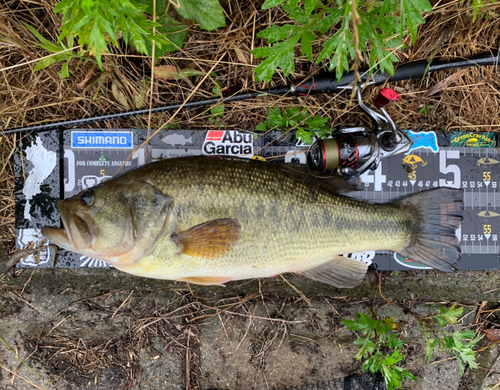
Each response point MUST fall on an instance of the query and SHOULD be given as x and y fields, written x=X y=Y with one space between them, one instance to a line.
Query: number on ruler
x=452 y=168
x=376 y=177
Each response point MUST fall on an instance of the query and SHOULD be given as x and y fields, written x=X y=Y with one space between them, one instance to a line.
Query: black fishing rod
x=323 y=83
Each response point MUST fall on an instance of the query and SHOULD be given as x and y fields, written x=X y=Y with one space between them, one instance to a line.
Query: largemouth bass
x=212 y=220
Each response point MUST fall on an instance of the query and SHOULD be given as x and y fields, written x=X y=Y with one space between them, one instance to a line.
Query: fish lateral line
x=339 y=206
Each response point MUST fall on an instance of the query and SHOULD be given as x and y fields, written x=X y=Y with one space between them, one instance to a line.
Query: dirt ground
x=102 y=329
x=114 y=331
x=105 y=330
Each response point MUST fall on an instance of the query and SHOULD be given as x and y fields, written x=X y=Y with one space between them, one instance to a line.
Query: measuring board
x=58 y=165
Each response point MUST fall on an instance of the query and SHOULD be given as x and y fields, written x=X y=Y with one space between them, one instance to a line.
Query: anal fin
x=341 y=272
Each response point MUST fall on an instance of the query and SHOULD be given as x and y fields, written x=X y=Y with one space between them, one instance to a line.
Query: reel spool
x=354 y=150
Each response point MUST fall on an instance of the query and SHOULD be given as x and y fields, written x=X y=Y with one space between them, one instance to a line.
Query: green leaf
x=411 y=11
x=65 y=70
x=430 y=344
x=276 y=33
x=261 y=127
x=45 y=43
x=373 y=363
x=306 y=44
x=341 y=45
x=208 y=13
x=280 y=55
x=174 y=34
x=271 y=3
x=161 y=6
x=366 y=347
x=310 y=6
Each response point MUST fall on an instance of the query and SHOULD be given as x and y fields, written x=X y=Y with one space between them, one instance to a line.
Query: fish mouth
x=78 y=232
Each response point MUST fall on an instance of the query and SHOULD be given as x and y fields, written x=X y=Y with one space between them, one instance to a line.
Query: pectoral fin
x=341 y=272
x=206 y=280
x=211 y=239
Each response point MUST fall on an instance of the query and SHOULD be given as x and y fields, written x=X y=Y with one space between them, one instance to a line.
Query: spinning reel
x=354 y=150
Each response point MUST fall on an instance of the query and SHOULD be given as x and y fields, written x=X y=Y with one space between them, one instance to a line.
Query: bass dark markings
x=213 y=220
==
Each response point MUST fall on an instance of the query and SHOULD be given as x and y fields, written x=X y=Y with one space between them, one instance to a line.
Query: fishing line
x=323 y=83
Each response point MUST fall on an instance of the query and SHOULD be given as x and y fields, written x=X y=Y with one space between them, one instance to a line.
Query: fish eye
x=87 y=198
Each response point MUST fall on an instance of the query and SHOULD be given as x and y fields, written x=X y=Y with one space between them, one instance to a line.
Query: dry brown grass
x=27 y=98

=== Work instructions ===
Count the lines of the data above that contain the string "fishing", treating uppercase and lowercase as different. Reply with the number alone.

=== Solved problem ===
2